• **Stated goal**
Can you change "instance" to "occurrence" throughout the items below, keep everything else the same, and leave out the pictures?

(Image object location entries)
----------
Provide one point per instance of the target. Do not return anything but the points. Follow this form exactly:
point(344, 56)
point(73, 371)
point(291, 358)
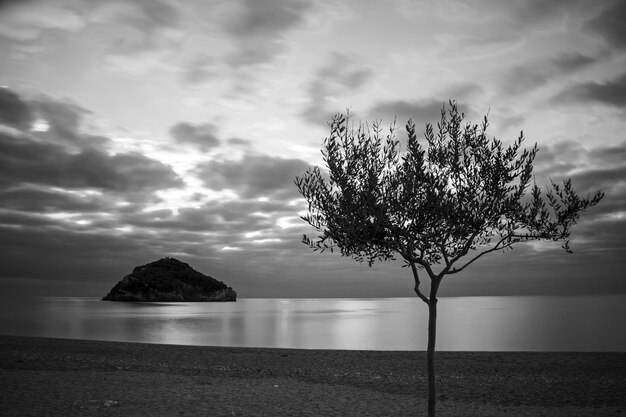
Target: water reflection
point(469, 323)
----------
• **Response to this exercise**
Provide one point per occurrence of the target. Do not return anything but the points. Follow this form exactly:
point(344, 56)
point(73, 371)
point(291, 358)
Target: water reflection
point(469, 323)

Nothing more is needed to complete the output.